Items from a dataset
--- START ---
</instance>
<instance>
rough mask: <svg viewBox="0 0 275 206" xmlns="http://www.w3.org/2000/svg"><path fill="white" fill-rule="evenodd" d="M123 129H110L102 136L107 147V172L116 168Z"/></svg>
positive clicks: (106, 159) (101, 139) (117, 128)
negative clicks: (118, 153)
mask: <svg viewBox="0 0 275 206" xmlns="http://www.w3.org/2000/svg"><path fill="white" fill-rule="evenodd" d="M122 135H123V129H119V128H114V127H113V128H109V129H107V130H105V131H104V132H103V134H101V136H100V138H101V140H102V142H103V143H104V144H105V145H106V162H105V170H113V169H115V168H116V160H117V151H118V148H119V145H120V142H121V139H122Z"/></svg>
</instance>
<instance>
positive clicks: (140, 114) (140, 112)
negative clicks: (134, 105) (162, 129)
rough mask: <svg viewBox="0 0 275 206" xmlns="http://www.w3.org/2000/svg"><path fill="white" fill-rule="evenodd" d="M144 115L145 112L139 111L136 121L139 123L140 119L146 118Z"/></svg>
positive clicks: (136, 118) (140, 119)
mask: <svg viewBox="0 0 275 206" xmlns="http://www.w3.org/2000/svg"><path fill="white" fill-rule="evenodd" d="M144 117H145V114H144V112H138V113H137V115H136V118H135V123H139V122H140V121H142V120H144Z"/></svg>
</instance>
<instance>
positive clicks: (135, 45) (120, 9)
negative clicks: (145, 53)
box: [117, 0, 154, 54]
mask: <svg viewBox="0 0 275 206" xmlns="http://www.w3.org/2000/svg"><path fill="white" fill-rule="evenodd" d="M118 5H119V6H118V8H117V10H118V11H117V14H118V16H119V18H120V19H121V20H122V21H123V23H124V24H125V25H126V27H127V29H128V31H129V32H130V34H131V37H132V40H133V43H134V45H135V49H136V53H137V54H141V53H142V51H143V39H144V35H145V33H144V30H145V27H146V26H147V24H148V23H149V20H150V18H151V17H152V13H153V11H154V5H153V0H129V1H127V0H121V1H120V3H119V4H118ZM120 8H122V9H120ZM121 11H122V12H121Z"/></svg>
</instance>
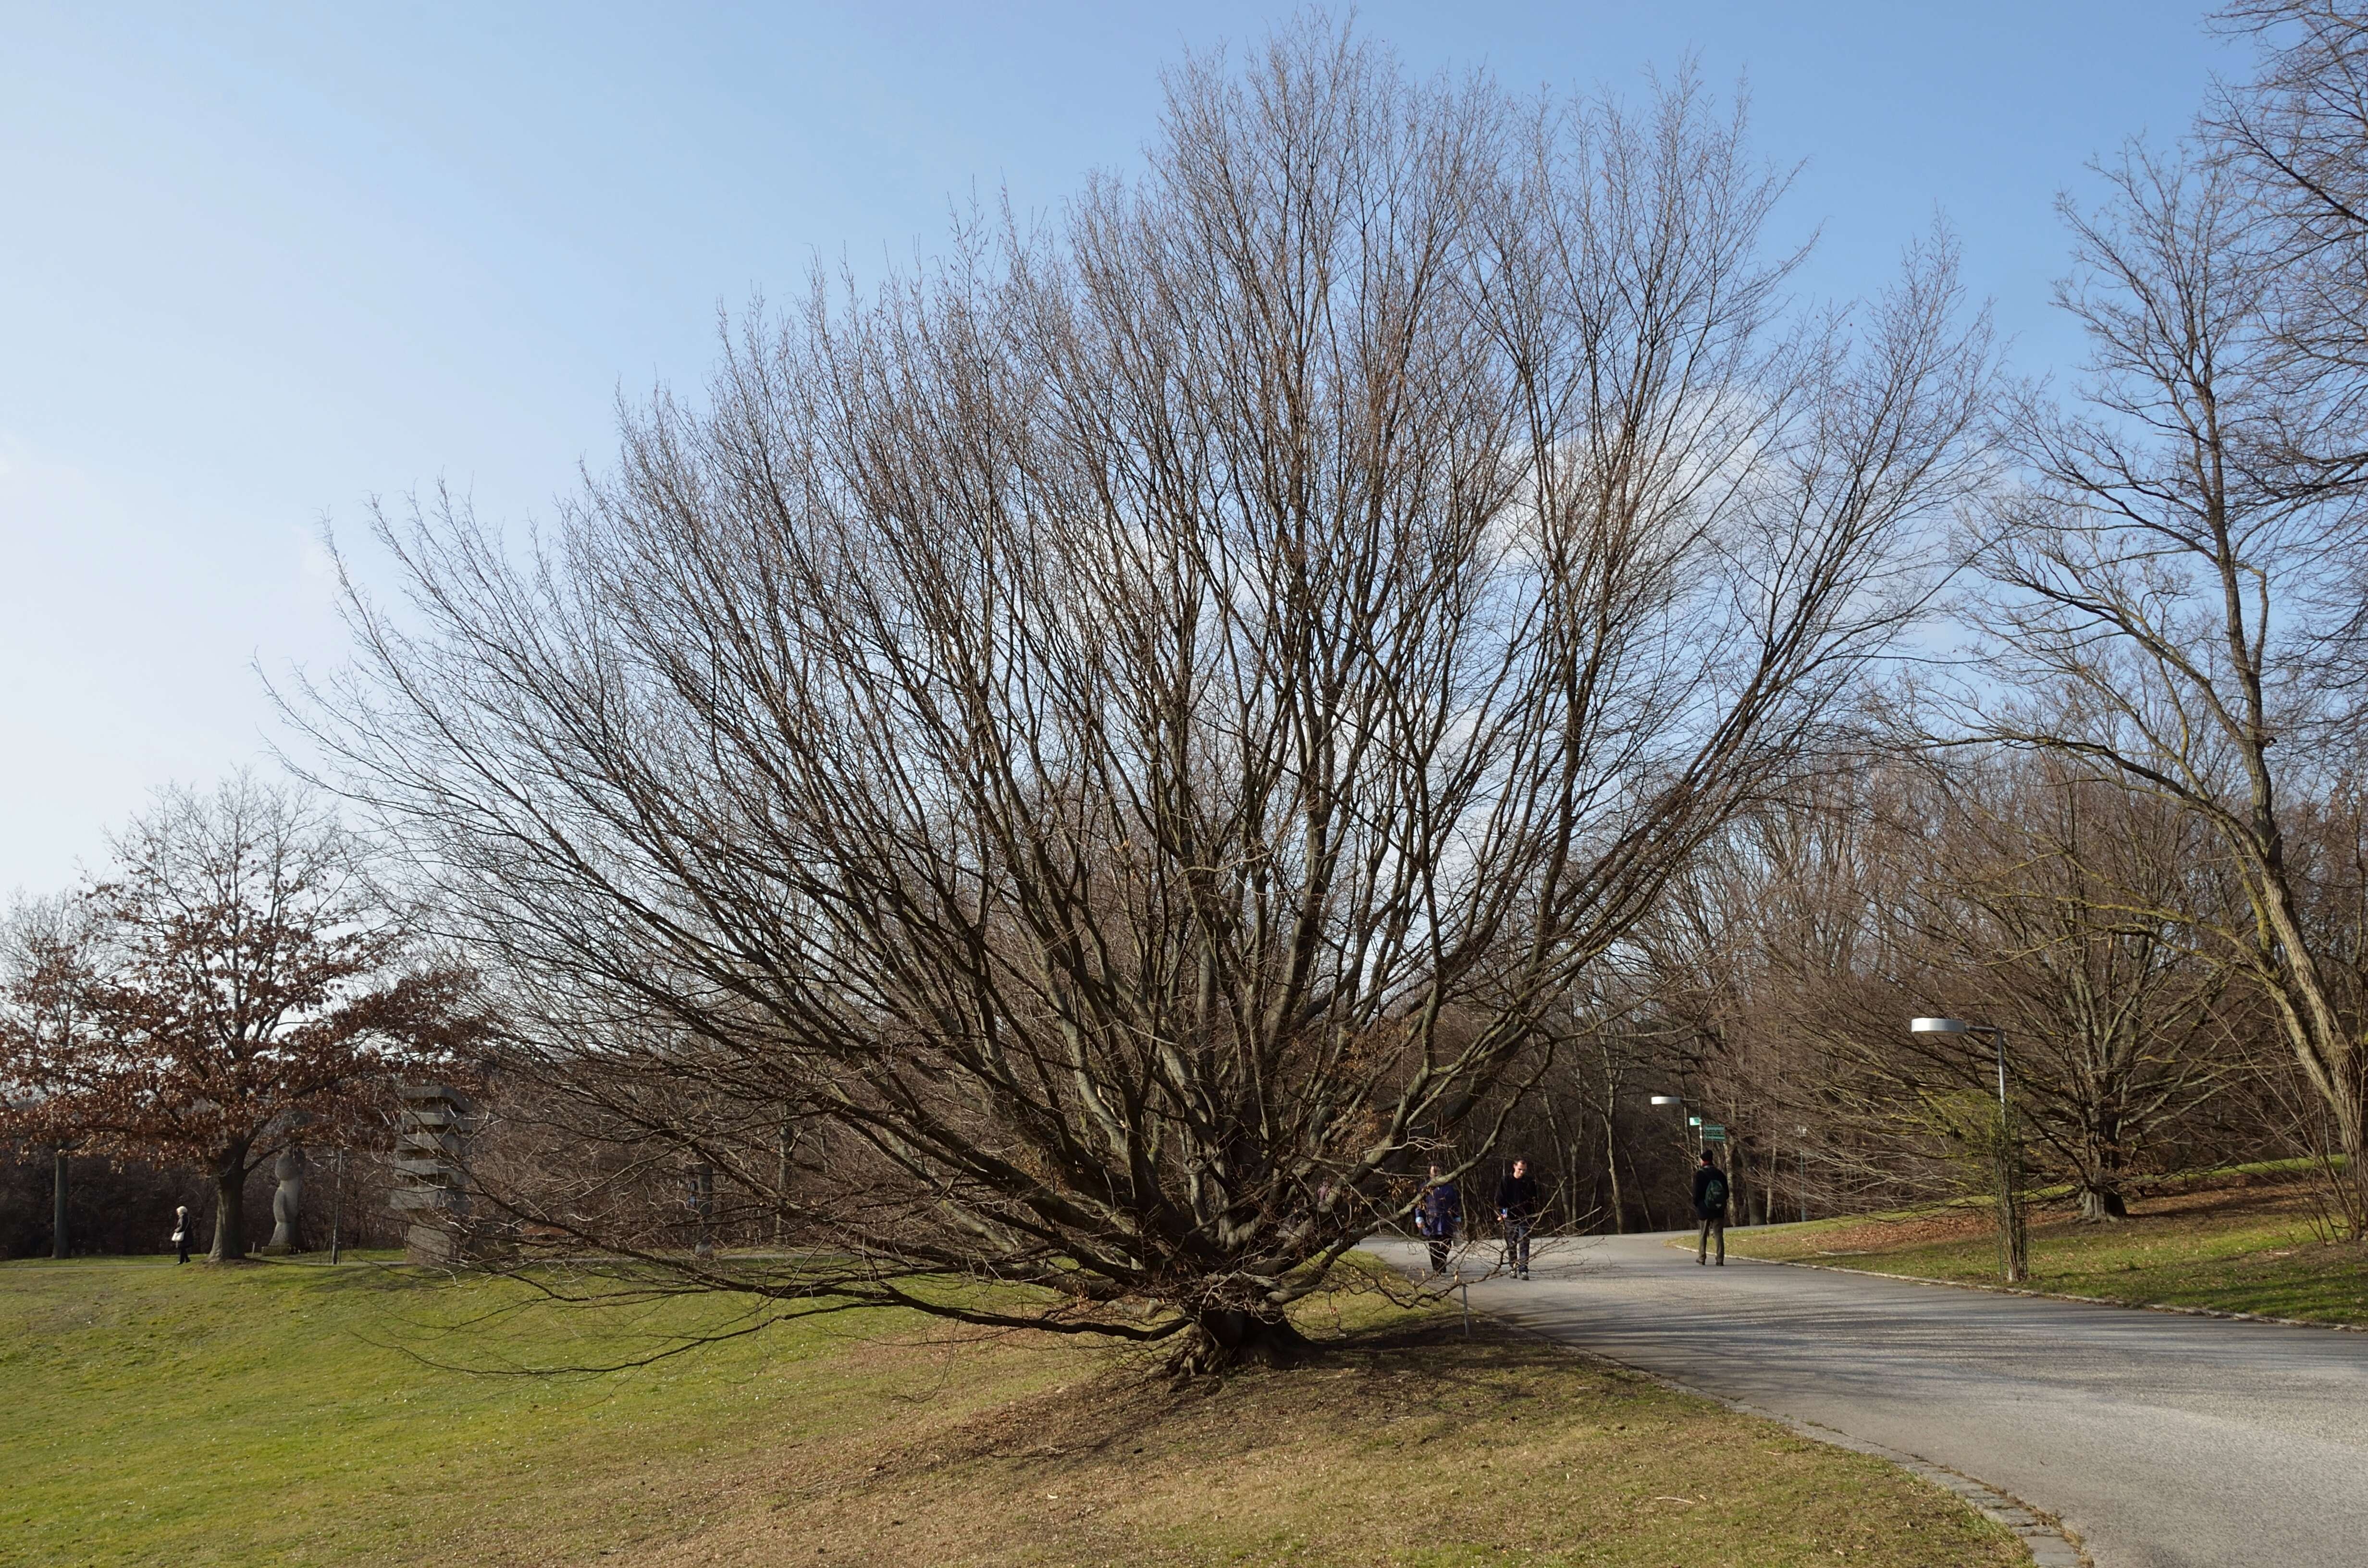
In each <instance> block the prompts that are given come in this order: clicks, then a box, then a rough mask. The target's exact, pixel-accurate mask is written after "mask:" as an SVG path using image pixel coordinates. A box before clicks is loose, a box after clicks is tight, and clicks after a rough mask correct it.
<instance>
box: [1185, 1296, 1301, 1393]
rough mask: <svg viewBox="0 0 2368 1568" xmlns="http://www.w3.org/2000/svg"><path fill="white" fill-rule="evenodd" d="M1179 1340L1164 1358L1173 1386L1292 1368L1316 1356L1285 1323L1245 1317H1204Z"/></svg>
--- END ---
**Task description**
Render every line of the items above as a JSON list of strings, one string per line, with blank lines skipped and the pictures left out.

**Task answer**
[
  "</instance>",
  "<instance>",
  "rough mask: <svg viewBox=\"0 0 275 206\" xmlns=\"http://www.w3.org/2000/svg\"><path fill=\"white\" fill-rule=\"evenodd\" d=\"M123 129H110L102 136L107 147V172L116 168Z\"/></svg>",
  "positive clicks: (106, 159) (101, 139) (117, 128)",
  "negative clicks: (118, 153)",
  "mask: <svg viewBox=\"0 0 275 206\" xmlns=\"http://www.w3.org/2000/svg\"><path fill=\"white\" fill-rule=\"evenodd\" d=\"M122 135H123V129H119V128H114V127H113V128H109V129H107V130H105V131H104V132H103V134H101V136H100V138H101V140H102V142H103V143H104V144H105V145H106V162H105V170H113V169H115V168H116V160H117V151H118V148H119V145H120V142H121V139H122Z\"/></svg>",
  "</instance>",
  "<instance>",
  "positive clicks: (140, 114) (140, 112)",
  "negative clicks: (134, 105) (162, 129)",
  "rough mask: <svg viewBox=\"0 0 275 206\" xmlns=\"http://www.w3.org/2000/svg\"><path fill=\"white\" fill-rule=\"evenodd\" d=\"M144 115L145 112L139 111L136 121L139 123L140 119L146 118Z\"/></svg>",
  "positive clicks: (136, 118) (140, 119)",
  "mask: <svg viewBox=\"0 0 275 206\" xmlns=\"http://www.w3.org/2000/svg\"><path fill=\"white\" fill-rule=\"evenodd\" d=\"M144 117H145V114H144V112H138V113H137V115H136V118H135V123H139V122H140V121H142V120H144Z\"/></svg>",
  "</instance>",
  "<instance>",
  "positive clicks: (135, 45) (120, 9)",
  "negative clicks: (145, 53)",
  "box: [117, 0, 154, 54]",
  "mask: <svg viewBox=\"0 0 275 206\" xmlns=\"http://www.w3.org/2000/svg\"><path fill=\"white\" fill-rule=\"evenodd\" d=\"M118 5H119V6H118V8H117V10H118V11H117V14H118V16H119V18H120V19H121V20H122V21H123V23H124V24H125V25H126V27H127V29H128V31H129V32H130V34H131V37H132V40H133V43H134V45H135V49H136V53H137V54H141V53H142V51H143V39H144V35H145V33H144V30H145V27H146V26H147V24H148V23H149V20H150V18H151V17H152V13H153V11H154V5H153V0H129V1H127V0H121V1H120V3H119V4H118ZM120 8H122V9H120ZM121 11H122V12H121Z\"/></svg>",
  "</instance>",
  "In each <instance> block the prompts that are given come in this order: clicks, then a box, then a rough mask. The target's exact, pixel-accurate mask is written after \"mask:\" as an SVG path using image pixel coordinates. A box before clicks is loose, a box after clicks is tight, and clicks after a rough mask correct it.",
  "<instance>",
  "box: [1185, 1296, 1301, 1393]",
  "rough mask: <svg viewBox=\"0 0 2368 1568\" xmlns=\"http://www.w3.org/2000/svg\"><path fill=\"white\" fill-rule=\"evenodd\" d=\"M1179 1340L1164 1358L1173 1386L1292 1368L1316 1356L1285 1323L1245 1317H1204Z\"/></svg>"
]